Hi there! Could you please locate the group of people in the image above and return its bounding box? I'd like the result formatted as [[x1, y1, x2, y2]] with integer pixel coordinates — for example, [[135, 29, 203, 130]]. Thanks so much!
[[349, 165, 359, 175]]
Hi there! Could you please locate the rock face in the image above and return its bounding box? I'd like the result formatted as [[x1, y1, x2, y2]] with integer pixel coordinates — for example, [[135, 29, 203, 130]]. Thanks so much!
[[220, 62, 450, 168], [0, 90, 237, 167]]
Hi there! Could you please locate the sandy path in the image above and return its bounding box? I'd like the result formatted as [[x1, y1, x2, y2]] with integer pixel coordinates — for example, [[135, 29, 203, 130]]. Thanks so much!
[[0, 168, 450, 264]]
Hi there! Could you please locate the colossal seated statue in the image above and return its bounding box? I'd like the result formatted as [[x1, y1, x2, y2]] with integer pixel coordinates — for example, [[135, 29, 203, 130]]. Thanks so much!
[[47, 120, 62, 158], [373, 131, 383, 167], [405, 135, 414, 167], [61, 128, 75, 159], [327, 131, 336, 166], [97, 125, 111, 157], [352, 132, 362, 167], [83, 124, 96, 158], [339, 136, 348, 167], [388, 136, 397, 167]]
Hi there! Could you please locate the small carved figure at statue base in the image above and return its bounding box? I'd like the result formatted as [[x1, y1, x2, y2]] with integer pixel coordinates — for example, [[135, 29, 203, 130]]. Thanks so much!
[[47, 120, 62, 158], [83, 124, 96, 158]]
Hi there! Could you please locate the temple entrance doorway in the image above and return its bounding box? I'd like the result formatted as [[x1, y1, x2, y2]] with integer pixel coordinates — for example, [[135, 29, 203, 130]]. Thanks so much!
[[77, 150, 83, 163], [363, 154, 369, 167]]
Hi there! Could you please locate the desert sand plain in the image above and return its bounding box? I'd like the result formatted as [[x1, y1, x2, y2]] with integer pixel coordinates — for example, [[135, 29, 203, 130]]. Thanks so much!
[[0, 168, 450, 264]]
==
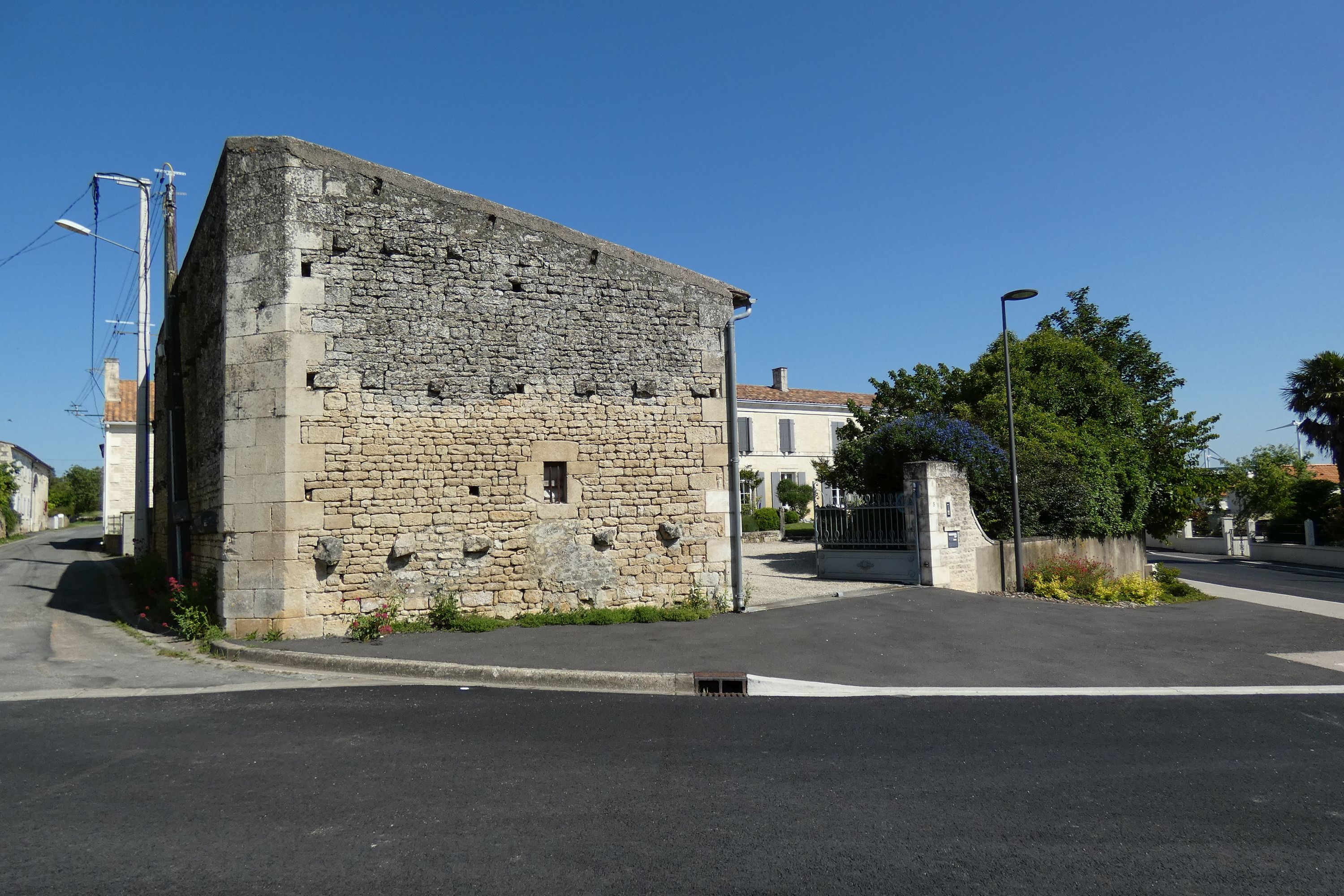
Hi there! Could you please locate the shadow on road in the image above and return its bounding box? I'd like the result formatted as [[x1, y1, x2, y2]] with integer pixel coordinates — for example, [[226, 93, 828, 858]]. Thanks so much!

### AIM OF THE EXERCISE
Reproduce verbatim the material from the line containing "Hi there! Could you please locate the group" through the line containing "[[349, 165, 359, 175]]", including both of those lines.

### OUTPUT FOR THIS TASK
Hi there! Could you please locate the group of people in the image above and return its bounding box? I'd like the result formatted as [[x1, y1, x2, y2]] with integer pixel coordinates — for example, [[135, 29, 203, 130]]. Thanks so much!
[[349, 165, 359, 175]]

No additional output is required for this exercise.